> **Vorliegender Textauszug**
● ● ● ● ●

Litauer gehen unbefangener mit der sechs Jahrhunderte währenden deutschen Vergangenheit Memels um als Deutsche. Das schließt den ebenso berühmten wie missbrauchten Gedichtvers Hoffmann von Fallerslebens im „Lied der Deutschen“, der Nationalhymne, ein: „Von der Maas bis an die Memel“. In einer Einführung in seine Geschichte und Literatur weist eine offizielle Broschüre darauf, dass die Grenzregion um das ostpreußische Tilsit und Memel vor dem Zweiten Weltkrieg zu Deutschland zählte. Diese waren zugleich aber Orte, in denen die litauische Nation und Kultur vor 140 Jahren wiedergeboren wurden.

● ● ● ● ●

> **Datensatz**
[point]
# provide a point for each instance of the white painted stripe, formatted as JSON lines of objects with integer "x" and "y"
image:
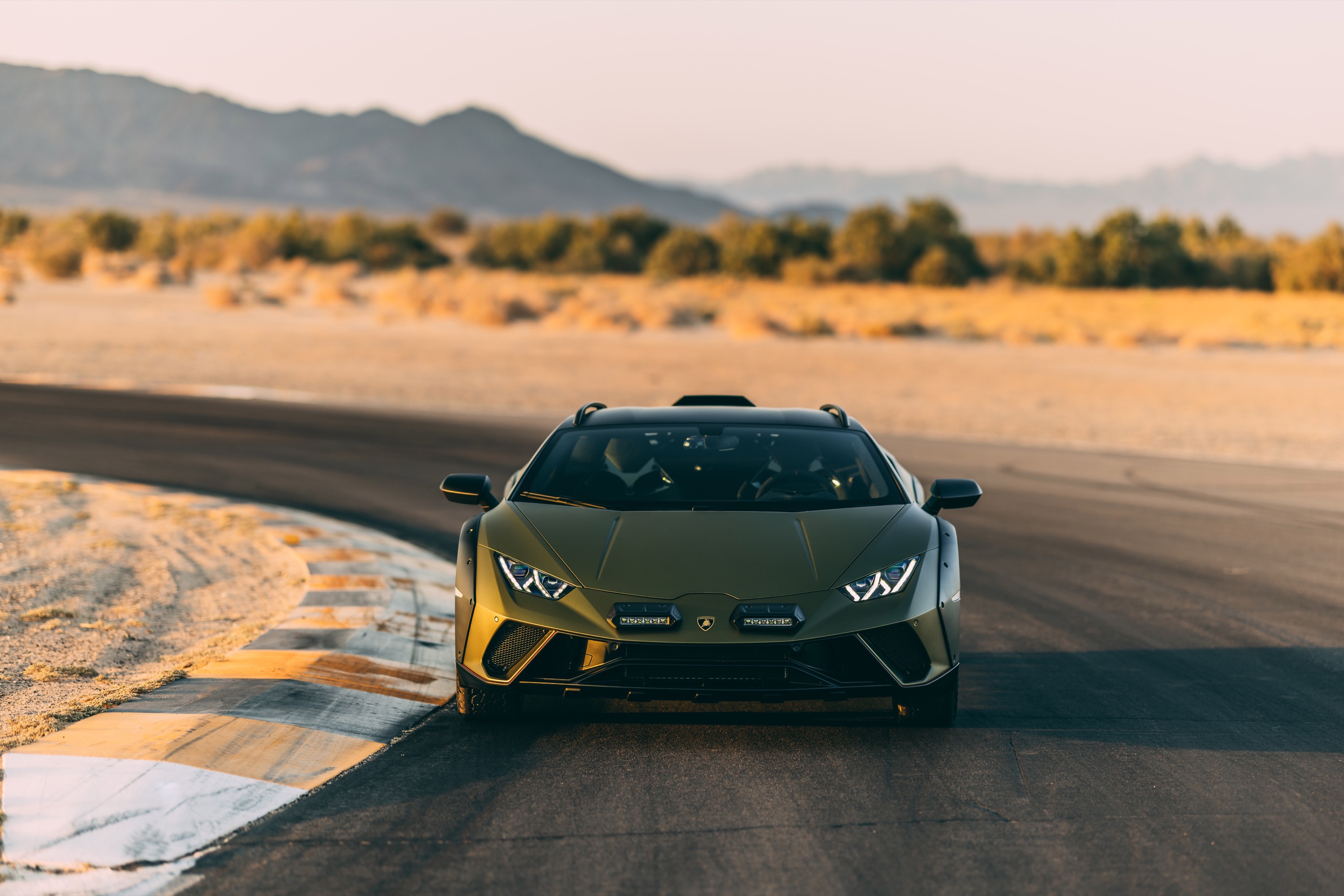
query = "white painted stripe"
{"x": 65, "y": 812}
{"x": 394, "y": 605}
{"x": 151, "y": 880}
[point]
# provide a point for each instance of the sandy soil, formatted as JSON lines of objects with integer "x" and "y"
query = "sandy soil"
{"x": 107, "y": 589}
{"x": 1280, "y": 406}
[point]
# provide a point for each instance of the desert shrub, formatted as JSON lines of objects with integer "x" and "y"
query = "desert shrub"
{"x": 1078, "y": 261}
{"x": 56, "y": 253}
{"x": 159, "y": 237}
{"x": 619, "y": 242}
{"x": 800, "y": 238}
{"x": 1026, "y": 256}
{"x": 381, "y": 246}
{"x": 933, "y": 223}
{"x": 807, "y": 270}
{"x": 205, "y": 242}
{"x": 761, "y": 248}
{"x": 940, "y": 266}
{"x": 525, "y": 245}
{"x": 257, "y": 242}
{"x": 627, "y": 237}
{"x": 1315, "y": 265}
{"x": 871, "y": 245}
{"x": 447, "y": 222}
{"x": 1226, "y": 257}
{"x": 1133, "y": 253}
{"x": 13, "y": 225}
{"x": 1127, "y": 252}
{"x": 111, "y": 232}
{"x": 683, "y": 253}
{"x": 749, "y": 249}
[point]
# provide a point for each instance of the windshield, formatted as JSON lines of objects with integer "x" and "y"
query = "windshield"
{"x": 710, "y": 467}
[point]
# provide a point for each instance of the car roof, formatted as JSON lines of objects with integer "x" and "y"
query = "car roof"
{"x": 714, "y": 414}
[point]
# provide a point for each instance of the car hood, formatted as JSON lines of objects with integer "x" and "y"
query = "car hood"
{"x": 668, "y": 554}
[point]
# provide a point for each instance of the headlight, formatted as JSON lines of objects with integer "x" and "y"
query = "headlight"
{"x": 883, "y": 582}
{"x": 531, "y": 581}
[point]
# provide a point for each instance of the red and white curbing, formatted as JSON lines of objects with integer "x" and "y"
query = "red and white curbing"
{"x": 366, "y": 655}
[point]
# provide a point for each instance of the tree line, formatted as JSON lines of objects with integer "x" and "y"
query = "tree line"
{"x": 922, "y": 244}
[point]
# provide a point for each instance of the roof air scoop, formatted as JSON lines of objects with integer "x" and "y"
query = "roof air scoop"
{"x": 714, "y": 401}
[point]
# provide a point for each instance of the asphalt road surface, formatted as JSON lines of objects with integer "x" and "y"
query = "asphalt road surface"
{"x": 1152, "y": 690}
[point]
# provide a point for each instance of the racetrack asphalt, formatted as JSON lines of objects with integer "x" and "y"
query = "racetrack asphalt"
{"x": 1151, "y": 691}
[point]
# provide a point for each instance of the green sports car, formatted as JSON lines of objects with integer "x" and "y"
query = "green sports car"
{"x": 710, "y": 551}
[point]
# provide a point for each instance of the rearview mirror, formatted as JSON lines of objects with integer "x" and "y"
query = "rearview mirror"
{"x": 948, "y": 495}
{"x": 470, "y": 488}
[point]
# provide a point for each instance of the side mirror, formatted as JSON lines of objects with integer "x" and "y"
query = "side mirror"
{"x": 470, "y": 488}
{"x": 947, "y": 495}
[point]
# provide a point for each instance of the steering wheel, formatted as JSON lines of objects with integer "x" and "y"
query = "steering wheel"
{"x": 793, "y": 479}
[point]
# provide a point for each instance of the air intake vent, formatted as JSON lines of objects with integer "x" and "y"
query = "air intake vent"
{"x": 901, "y": 649}
{"x": 508, "y": 647}
{"x": 562, "y": 657}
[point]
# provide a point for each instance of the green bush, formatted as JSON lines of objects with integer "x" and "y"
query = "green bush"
{"x": 359, "y": 238}
{"x": 749, "y": 248}
{"x": 159, "y": 237}
{"x": 683, "y": 253}
{"x": 870, "y": 246}
{"x": 940, "y": 266}
{"x": 57, "y": 254}
{"x": 619, "y": 242}
{"x": 112, "y": 232}
{"x": 1315, "y": 265}
{"x": 447, "y": 222}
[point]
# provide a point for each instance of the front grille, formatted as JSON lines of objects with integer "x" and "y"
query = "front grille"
{"x": 901, "y": 649}
{"x": 508, "y": 647}
{"x": 705, "y": 652}
{"x": 562, "y": 657}
{"x": 697, "y": 676}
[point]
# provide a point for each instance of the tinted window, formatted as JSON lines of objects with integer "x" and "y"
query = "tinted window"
{"x": 711, "y": 467}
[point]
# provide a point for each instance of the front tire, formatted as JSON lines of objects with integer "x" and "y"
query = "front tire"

● ● ● ● ●

> **Aufgabenliste**
a) Schreiben Sie einen Abschnitt aus dem Textauszug über Memel ab: Beginnen Sie bei den Worten „Litauer gehen unbefangener“ und hören Sie nach „Jahren wiedergeboren wurden.“ auf.
b) Zu welchem Land zählte die Grenzregion um Tilsit und Memel laut dem Textauszug vor dem Zweiten Weltkrieg?
c) Führen Sie alle geografischen Eigennamen auf, die im Textauszug als Substantive vorkommen, und nennen Sie jeden nur einmal.
Die Daten haben keinen Bezug zum Textauszug.

> **Die Antworten**
a)
Litauer gehen unbefangener mit der sechs Jahrhunderte währenden deutschen Vergangenheit Memels um als Deutsche. Das schließt den ebenso berühmten wie missbrauchten Gedichtvers Hoffmann von Fallerslebens im „Lied der Deutschen“, der Nationalhymne, ein: „Von der Maas bis an die Memel“. In einer Einführung in seine Geschichte und Literatur weist eine offizielle Broschüre darauf, dass die Grenzregion um das ostpreußische Tilsit und Memel vor dem Zweiten Weltkrieg zu Deutschland zählte. Diese waren zugleich aber Orte, in denen die litauische Nation und Kultur vor 140 Jahren wiedergeboren wurden.

b) Deutschland

c) Memel, Maas, Tilsit, Deutschland